» **Task description**
Extract every line of the items that contains the string "target", matching case exactly.
────────
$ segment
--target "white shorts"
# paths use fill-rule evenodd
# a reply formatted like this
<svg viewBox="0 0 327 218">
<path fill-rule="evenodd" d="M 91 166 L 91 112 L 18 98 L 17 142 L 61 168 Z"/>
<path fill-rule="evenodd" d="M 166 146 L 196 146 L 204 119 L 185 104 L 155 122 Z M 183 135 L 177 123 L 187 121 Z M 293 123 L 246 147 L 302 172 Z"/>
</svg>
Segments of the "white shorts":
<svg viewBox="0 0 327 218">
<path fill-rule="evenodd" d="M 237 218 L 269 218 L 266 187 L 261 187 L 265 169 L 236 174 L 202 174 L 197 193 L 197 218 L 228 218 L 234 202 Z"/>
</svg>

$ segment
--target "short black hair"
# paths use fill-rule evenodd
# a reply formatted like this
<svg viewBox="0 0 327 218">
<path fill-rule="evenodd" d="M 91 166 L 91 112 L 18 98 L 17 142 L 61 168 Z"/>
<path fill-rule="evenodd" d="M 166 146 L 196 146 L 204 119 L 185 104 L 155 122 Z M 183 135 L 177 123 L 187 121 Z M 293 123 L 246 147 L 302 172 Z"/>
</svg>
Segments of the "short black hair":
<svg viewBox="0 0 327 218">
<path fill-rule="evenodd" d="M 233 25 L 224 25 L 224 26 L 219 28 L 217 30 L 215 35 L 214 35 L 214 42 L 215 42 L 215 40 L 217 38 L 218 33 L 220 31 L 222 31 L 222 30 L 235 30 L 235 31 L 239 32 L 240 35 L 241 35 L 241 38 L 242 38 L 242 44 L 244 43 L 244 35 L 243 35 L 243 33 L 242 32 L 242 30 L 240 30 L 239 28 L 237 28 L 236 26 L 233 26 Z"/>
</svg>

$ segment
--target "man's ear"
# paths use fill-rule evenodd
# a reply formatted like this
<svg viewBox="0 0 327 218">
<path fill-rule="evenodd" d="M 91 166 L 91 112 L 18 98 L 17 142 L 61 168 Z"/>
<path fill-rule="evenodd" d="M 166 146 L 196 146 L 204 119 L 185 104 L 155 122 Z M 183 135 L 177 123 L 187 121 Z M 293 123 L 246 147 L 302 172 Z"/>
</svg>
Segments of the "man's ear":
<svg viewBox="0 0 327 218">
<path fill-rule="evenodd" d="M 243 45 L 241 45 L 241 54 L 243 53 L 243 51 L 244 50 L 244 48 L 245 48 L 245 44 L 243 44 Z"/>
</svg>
────────
» **Worked answer**
--target "white shorts"
--target "short black hair"
--target "man's ear"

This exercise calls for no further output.